===== Material to process

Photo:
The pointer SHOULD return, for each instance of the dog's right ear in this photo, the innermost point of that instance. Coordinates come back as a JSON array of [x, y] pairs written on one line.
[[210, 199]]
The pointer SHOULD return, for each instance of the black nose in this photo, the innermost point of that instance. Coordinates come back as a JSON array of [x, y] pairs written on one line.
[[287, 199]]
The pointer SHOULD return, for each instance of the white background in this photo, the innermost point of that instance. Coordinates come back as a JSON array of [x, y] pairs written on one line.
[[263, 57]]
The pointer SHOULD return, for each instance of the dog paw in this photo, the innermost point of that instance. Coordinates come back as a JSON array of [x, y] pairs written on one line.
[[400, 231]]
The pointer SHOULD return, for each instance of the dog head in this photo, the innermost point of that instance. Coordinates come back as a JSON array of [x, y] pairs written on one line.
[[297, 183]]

==========

** Required work **
Reproduce the entire listing above word for word, keeping each line as it stands.

** Expected answer **
Photo:
The pointer SHOULD return, for each instance of the dog's right ear in this photo, the innermost point of that instance. Coordinates come back as a JSON array of [x, y] pairs written on one line.
[[210, 199]]
The pointer SHOULD return, for each instance of the black nose in this photo, the innermost point of that instance. Coordinates come back as a JSON array of [x, y] pairs written on one line.
[[287, 199]]
The pointer SHOULD return, for each instance of the white background in this photo, the innermost point of that instance. Coordinates come back as a JSON array of [x, y] pairs written on one line.
[[263, 57]]
The pointer SHOULD return, for each instance of the dog paw in this photo, the innermost point of that instance. Coordinates come back as a JSON array of [x, y] pairs written on one line.
[[400, 231]]
The pointer SHOULD return, for each instance of the dog head in this photo, the innermost point of that instance. Coordinates come back as a JSON array of [x, y] pairs written on one line.
[[297, 183]]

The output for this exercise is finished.